* _Work to do_:
From the rows below, pull out every line that contains the word "green", matching case exactly.

▼

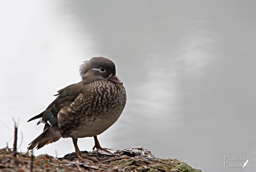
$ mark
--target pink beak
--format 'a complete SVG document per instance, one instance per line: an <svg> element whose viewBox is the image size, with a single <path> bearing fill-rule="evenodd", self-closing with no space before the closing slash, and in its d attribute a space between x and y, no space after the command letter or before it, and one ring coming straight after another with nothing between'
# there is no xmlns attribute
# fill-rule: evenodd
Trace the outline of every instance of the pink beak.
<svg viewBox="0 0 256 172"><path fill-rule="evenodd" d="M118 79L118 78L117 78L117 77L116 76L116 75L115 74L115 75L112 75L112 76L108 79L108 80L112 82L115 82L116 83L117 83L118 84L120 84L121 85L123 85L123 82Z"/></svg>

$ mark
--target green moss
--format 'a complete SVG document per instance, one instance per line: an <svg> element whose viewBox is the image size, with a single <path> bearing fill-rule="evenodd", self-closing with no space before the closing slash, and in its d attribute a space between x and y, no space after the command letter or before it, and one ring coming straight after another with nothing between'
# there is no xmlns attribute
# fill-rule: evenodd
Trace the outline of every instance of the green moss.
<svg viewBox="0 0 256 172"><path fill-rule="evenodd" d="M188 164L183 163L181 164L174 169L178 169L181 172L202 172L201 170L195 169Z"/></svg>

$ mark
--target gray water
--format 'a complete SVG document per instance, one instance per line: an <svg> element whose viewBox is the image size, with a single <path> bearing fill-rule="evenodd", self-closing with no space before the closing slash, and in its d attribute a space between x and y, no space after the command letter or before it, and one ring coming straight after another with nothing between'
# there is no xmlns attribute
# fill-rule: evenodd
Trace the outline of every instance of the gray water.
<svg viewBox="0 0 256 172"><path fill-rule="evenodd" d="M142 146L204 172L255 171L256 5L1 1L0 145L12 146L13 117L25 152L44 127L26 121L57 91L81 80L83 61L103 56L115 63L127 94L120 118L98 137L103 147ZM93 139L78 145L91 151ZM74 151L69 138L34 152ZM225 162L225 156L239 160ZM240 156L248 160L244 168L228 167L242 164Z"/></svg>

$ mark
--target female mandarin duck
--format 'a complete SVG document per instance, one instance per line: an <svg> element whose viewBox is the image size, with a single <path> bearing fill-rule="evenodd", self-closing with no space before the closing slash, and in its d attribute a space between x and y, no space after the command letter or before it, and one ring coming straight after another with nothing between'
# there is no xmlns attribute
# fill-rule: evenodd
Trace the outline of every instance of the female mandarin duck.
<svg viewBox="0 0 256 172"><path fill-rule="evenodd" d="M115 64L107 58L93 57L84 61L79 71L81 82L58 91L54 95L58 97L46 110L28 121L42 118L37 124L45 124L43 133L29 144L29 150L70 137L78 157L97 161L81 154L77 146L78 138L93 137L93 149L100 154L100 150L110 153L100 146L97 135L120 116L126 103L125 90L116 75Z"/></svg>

▲
▼

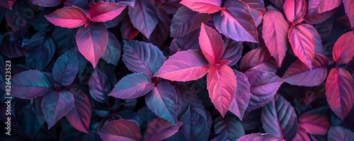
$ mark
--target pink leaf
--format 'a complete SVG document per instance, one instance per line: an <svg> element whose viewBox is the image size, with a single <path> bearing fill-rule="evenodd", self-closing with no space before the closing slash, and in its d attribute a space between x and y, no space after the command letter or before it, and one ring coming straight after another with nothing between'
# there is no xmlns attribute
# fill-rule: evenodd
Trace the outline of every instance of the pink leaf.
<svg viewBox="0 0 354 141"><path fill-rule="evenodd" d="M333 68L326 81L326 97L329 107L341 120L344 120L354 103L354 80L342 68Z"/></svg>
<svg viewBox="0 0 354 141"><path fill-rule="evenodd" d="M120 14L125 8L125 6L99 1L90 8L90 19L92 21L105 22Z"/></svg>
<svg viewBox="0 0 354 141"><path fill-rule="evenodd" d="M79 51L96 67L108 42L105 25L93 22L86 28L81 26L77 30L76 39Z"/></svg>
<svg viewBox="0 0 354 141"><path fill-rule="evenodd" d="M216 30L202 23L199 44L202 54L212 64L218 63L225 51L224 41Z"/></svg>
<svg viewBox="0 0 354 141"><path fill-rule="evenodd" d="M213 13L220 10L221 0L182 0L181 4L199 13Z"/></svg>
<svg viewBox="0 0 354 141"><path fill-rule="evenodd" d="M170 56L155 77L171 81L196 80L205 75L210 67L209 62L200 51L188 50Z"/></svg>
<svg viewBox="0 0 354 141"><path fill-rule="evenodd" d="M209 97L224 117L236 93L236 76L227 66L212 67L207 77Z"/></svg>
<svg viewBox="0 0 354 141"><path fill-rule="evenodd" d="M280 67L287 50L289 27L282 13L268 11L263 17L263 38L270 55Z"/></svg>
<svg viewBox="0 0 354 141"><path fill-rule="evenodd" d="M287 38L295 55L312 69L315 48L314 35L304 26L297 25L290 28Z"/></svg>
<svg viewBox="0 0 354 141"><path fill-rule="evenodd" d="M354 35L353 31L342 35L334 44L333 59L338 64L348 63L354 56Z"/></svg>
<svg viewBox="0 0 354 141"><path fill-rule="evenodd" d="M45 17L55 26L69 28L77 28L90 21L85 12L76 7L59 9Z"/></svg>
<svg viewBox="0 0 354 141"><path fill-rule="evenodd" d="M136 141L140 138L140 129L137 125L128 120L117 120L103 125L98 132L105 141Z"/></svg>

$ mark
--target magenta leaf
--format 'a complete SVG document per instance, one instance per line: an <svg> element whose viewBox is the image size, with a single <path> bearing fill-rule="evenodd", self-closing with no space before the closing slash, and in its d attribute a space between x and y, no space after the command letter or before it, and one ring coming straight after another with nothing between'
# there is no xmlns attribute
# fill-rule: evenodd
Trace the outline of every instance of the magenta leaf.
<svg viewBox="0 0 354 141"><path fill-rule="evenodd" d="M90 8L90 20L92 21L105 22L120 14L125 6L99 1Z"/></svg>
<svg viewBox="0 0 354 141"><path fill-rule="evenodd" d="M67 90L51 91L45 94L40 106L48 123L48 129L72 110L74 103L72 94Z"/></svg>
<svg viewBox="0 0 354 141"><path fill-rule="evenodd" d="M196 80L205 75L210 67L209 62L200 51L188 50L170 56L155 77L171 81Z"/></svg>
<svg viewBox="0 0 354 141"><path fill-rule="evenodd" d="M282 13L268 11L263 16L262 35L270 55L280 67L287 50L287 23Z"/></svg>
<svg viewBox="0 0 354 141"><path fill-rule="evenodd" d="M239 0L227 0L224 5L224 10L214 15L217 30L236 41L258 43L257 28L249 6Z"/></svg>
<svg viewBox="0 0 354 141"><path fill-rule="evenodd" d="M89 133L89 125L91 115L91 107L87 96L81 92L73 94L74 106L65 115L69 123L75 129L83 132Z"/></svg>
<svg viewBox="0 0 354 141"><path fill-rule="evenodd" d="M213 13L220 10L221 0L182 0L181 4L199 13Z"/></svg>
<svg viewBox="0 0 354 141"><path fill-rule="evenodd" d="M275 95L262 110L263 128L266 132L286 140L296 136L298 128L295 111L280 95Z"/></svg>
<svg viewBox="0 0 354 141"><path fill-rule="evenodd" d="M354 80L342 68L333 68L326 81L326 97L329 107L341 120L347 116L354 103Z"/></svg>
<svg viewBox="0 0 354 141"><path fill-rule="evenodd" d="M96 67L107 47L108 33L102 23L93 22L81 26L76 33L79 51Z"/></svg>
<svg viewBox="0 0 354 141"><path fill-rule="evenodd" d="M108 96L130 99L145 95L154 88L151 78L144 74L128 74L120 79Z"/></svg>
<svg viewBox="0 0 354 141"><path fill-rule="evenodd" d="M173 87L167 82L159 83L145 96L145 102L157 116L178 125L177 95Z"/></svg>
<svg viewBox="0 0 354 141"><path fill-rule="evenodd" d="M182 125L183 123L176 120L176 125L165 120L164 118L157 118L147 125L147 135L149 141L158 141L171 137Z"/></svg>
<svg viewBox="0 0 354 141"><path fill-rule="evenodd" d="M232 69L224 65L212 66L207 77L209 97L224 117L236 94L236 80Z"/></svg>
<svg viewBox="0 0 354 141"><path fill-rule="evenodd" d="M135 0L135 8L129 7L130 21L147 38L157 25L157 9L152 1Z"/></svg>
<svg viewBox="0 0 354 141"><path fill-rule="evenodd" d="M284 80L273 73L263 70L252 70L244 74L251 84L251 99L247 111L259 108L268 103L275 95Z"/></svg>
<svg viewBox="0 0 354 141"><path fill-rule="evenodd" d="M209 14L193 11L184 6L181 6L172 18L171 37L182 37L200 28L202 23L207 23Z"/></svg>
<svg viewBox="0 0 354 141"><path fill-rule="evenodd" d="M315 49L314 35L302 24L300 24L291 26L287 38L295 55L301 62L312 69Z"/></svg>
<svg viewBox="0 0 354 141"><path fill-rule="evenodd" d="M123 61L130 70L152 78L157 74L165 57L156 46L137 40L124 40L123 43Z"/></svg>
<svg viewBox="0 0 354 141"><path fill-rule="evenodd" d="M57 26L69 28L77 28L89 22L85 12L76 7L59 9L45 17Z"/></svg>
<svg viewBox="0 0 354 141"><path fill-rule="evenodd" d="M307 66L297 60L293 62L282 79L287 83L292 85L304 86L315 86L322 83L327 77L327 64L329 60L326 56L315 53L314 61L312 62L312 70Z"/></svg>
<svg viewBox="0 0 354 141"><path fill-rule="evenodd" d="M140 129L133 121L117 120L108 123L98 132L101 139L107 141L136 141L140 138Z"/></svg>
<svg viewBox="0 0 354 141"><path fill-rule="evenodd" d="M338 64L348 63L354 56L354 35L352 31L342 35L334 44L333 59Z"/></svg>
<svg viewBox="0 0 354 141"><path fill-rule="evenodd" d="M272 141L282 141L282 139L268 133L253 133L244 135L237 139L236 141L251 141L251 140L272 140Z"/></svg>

▲
▼

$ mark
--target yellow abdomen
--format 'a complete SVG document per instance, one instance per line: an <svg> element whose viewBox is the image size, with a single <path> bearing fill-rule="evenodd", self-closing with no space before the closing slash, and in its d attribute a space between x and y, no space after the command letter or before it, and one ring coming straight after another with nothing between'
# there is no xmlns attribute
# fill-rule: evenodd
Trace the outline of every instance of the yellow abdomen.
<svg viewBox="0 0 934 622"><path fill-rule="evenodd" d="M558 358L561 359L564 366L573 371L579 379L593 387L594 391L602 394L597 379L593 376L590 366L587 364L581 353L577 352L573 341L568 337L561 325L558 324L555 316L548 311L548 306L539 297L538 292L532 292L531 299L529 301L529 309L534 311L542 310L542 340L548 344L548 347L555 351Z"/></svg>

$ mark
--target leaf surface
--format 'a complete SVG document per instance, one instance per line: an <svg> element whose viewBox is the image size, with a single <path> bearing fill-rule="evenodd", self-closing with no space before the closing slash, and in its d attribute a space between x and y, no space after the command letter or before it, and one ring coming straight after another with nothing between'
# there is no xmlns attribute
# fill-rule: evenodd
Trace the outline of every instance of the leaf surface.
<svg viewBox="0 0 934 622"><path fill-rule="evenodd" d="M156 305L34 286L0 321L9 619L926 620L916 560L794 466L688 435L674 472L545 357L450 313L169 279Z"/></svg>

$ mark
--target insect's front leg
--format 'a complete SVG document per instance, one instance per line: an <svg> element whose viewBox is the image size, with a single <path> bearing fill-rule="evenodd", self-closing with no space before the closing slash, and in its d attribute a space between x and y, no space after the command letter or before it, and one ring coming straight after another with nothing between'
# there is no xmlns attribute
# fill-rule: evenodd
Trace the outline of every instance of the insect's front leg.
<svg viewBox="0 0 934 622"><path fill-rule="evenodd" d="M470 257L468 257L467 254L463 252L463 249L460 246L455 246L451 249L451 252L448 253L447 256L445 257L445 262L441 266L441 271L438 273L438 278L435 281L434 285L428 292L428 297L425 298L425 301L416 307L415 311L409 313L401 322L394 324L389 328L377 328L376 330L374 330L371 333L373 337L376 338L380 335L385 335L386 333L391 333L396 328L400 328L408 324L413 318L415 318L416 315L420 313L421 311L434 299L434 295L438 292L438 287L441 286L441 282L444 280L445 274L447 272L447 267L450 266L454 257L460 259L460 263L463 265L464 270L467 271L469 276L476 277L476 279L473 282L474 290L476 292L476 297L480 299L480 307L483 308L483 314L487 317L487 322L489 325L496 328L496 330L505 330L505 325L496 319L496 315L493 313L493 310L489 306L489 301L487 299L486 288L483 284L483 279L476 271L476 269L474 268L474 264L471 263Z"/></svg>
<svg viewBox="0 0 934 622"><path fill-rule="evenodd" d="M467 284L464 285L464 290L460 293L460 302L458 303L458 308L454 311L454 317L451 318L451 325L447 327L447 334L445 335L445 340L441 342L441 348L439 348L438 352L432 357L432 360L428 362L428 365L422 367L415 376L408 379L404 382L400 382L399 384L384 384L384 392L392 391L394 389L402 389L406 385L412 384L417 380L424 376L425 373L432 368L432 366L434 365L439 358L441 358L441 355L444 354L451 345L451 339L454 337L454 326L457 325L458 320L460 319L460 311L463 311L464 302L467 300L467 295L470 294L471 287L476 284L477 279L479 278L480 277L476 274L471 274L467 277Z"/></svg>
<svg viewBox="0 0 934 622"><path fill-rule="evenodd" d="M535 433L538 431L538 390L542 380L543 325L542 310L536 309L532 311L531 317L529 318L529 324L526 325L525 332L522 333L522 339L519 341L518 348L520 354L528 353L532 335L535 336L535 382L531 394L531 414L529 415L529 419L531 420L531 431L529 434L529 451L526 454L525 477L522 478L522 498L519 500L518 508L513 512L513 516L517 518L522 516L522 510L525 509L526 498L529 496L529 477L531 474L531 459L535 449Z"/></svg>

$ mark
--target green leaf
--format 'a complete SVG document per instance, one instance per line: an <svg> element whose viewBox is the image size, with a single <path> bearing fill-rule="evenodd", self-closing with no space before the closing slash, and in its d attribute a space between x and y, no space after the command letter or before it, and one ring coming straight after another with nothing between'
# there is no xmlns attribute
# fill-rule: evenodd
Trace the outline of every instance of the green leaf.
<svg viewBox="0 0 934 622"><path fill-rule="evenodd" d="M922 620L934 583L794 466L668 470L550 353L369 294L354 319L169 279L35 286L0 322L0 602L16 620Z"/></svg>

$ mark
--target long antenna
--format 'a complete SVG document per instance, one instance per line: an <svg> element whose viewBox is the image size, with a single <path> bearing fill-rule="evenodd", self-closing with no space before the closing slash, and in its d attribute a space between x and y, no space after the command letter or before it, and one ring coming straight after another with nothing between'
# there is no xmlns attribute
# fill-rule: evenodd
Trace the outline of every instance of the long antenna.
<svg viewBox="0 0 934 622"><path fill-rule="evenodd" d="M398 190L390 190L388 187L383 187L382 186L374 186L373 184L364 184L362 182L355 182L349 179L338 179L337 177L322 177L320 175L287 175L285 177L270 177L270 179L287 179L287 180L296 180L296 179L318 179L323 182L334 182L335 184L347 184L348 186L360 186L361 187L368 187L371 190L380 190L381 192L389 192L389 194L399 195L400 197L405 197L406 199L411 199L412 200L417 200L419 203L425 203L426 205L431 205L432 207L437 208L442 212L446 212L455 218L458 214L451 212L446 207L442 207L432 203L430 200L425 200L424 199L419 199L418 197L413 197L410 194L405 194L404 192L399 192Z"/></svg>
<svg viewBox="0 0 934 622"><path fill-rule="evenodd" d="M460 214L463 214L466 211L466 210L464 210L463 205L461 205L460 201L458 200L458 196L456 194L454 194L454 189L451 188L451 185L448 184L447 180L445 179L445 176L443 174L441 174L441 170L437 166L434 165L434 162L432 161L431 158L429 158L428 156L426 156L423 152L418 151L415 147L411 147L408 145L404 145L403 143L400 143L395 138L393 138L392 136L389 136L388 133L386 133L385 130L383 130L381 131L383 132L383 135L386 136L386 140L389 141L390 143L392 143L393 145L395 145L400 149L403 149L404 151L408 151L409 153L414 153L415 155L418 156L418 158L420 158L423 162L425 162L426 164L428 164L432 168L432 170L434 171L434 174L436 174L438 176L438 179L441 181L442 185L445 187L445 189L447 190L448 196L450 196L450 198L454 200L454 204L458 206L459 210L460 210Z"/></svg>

▲

* _Problem solution_:
--target green moss
Trace the outline of every instance of the green moss.
--target green leaf
Trace the outline of every instance of the green leaf.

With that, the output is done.